[What is being asked]: How many lines in the items below contain the string "instance"? Reply with the number alone.

[Exercise input]:
---

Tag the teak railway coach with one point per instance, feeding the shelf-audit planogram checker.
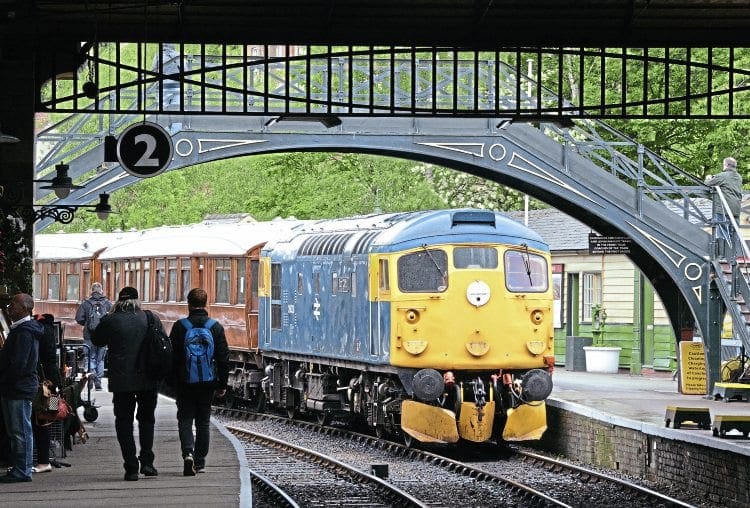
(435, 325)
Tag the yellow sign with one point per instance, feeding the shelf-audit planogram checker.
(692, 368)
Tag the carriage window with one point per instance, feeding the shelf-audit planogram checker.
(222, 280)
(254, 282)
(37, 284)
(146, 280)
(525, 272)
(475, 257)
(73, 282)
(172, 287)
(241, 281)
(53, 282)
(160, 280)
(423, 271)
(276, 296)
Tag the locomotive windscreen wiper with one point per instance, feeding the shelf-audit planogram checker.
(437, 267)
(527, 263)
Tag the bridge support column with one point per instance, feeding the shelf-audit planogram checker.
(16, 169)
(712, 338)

---

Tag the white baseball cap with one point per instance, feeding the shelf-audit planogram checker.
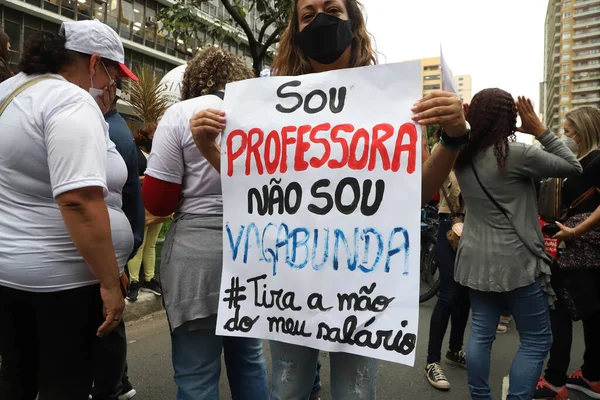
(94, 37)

---

[Output]: 6